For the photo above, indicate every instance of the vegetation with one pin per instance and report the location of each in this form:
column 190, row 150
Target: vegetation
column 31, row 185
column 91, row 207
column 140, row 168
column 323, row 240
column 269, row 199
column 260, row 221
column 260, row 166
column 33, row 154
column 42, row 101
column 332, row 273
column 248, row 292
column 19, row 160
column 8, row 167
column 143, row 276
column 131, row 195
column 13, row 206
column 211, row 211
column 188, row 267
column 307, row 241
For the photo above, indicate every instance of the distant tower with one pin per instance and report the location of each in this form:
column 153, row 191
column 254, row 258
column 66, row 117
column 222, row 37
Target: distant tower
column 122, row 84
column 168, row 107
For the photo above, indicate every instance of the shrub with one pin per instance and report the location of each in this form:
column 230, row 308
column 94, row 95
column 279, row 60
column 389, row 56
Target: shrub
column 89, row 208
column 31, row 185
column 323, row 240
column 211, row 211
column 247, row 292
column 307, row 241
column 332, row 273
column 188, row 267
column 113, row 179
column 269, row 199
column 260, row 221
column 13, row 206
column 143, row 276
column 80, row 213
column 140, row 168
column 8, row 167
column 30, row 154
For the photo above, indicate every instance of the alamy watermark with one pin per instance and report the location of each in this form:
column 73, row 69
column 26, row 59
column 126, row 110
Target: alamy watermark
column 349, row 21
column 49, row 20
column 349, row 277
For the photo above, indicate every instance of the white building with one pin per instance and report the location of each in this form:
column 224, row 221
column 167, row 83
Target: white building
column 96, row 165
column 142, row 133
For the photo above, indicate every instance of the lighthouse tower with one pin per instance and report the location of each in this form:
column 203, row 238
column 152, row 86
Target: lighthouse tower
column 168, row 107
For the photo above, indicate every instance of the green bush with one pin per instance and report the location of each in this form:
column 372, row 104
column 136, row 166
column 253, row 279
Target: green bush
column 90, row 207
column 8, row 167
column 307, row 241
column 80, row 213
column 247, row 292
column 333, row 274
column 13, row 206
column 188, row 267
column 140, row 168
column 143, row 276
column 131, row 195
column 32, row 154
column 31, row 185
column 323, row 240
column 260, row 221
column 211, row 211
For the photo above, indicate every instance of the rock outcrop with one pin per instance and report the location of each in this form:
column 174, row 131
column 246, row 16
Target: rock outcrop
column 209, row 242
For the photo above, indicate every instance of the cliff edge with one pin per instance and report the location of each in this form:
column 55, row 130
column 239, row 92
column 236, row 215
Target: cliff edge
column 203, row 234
● ● ●
The range runs from the line with "Target: distant tower" up to and including the line with "column 279, row 60" in the listing above; please write out exactly those lines and nothing more.

Target: distant tower
column 122, row 84
column 168, row 107
For the photo above, indicate every instance of the shrub with one pin per instance and report the location of each in this form:
column 230, row 308
column 94, row 95
column 279, row 60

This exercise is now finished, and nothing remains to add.